# 原文抜粋

□ □ □ □ □ □ □

キオクシア 横浜テクノロジーキャンパス Flagship棟(中編)
移転業務もCMが支援
C工事と移転業務、 運用開始までのご支援は、大きなチャレンジになりました
施設本体のPM/CMに加え、C工事のマネジメントや移転の支援も追加発注されたということでした。
- 岸上
- 特にC工事の部分では、家具什器や設備の配置などと本体建築の設計施工とで、かなり細かな調整が必要でした。
- 小林
- C工事については、山下PMCにメーカーの選定からご参画いただきました。そのため第三者目線で吟味された選定ができまし た。また、そこから計画・実行まで業務を遂行していただきました。
さらに追加で移転業務も依頼した時、岩下さんが「私自身はその領域はあまり経験がないのです」とおっしゃったのを覚えています。山下PMCの業務品質を信頼していましたので、移転項目の洗い出しから一緒に作り込み、業者選定、移転の運用、C工事との段取りを 含め具体化を進めました。非常に助かりました。 - 岩下
- 本当に大きなチャレンジでした。建物の工事のご支援を進行する中で、追加でC工事のご支援もお願いしたいとお声掛けを頂けたのは、ありがたいことでした。
- 岸上
- 2023年5月の連休から竣工後のC工事が始まって、6月末には移転を完了させるという計画でした。2カ月間しかない厳しいスケジュールをやりくりしていただいたことになります。

□ □ □ □ □ □ □

# 課題一覧
1 – Flagship棟の記事から、"キオクシア 横浜テクノロジーキャンパス Flagship棟(中編)"から"のは、ありがたいことでした。"までの部分をそのまま出力してください。
2 – Flagship棟の記事にある「2カ月間しかない厳しいスケジュールをやりくりしていただいたことになります。」という文を英語に訳してください。
3 – Flagship棟の記事の最後の文のあとに続く部分を書き足してください。

# 抽出データ
□ □ □ □ □ □ □

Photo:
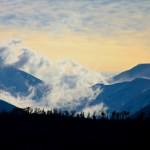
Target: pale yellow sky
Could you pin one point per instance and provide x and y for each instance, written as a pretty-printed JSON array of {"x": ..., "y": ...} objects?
[{"x": 99, "y": 53}]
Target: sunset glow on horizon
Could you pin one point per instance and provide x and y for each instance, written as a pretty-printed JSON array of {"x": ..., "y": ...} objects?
[{"x": 104, "y": 36}]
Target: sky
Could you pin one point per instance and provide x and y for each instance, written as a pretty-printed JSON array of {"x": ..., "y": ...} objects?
[{"x": 102, "y": 35}]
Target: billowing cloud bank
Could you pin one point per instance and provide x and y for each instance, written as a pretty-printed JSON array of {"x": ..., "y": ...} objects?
[{"x": 70, "y": 82}]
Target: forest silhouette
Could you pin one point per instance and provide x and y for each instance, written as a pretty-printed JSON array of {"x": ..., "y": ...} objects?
[{"x": 30, "y": 128}]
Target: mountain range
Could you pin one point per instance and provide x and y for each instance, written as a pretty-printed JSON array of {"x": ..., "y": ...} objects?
[{"x": 129, "y": 90}]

□ □ □ □ □ □ □

# 各課題の結果
1 –
キオクシア 横浜テクノロジーキャンパス Flagship棟(中編)
移転業務もCMが支援
C工事と移転業務、 運用開始までのご支援は、大きなチャレンジになりました
施設本体のPM/CMに加え、C工事のマネジメントや移転の支援も追加発注されたということでした。
- 岸上
- 特にC工事の部分では、家具什器や設備の配置などと本体建築の設計施工とで、かなり細かな調整が必要でした。
- 小林
- C工事については、山下PMCにメーカーの選定からご参画いただきました。そのため第三者目線で吟味された選定ができまし た。また、そこから計画・実行まで業務を遂行していただきました。
さらに追加で移転業務も依頼した時、岩下さんが「私自身はその領域はあまり経験がないのです」とおっしゃったのを覚えています。山下PMCの業務品質を信頼していましたので、移転項目の洗い出しから一緒に作り込み、業者選定、移転の運用、C工事との段取りを 含め具体化を進めました。非常に助かりました。 - 岩下
- 本当に大きなチャレンジでした。建物の工事のご支援を進行する中で、追加でC工事のご支援もお願いしたいとお声掛けを頂けたのは、ありがたいことでした。

2 – That means you managed to work within a tough schedule of only two months.

3 –
- 岩下
- C工事の中には、A工事の期間中に着手できるものもありましたので、建設会社さんと調整して前倒しで入れてもらったものもありました。
- 小林
- スケジュールを間に合わせるために、A工事の途中からC工事を入れ込む案は、岩下さんからご提案いただいたものです。ゼネコンさんとの調整は、非常に骨が折れたのではないでしょうか。
- 岸上
- 最終的に関係会社は30社を超えるほどになりました。それからさらにロジスティクスの会社との調整に入っていただくことにな りました。
- 岩下
- 移転計画については、大手ロジスティクスの知恵をお借りしながら計画を立てました。しかし、いざ移転が始まると、ロジスティクス側には工事の状況が分からないので、やはり私たちが中心になって工事と移転ロジスティクスを調整するという形になりました。
- 岸上
- 今日、振り返ってみてもタイトなスケジュールでした。
- 岩下
- 今回は、やってみて初めて分かったことが多かったと思います。また、建物の完成から運用開始までのつなぎの期間も携わることができ、貴重な経験を積むことができたことを感謝しております。
技術者らしい細部へのこだわりにも対応
最先端の技術研究所ならではの難しさや面白さがあったのではないですか?
- 岩下
- 当プロジェクトの肝ともいえる評価室の性能については、勉強になりました。たとえば床の導電性能のチェック。何度も床に電気を流して実測されました。「これでいいだろう」という判断はなくて、すべて実測して、それぞれのメリットとデメリットと並べた上で判断される。非常にロジカルで緻密な印象を受けました。
- 池田
- Flagship棟に入居される技術者の方から、ご意見とご提案を頂きながら工事を進めていきました。現場ではどうしても建築の専門的な言葉が飛び交いますから、技術者の方と工事の設計・施工者の間に入って、時に通訳的な役割も求められました。
- 岩下
- やはり技術者らしいこだわりというか、細部まで徹底する要求というのはありました。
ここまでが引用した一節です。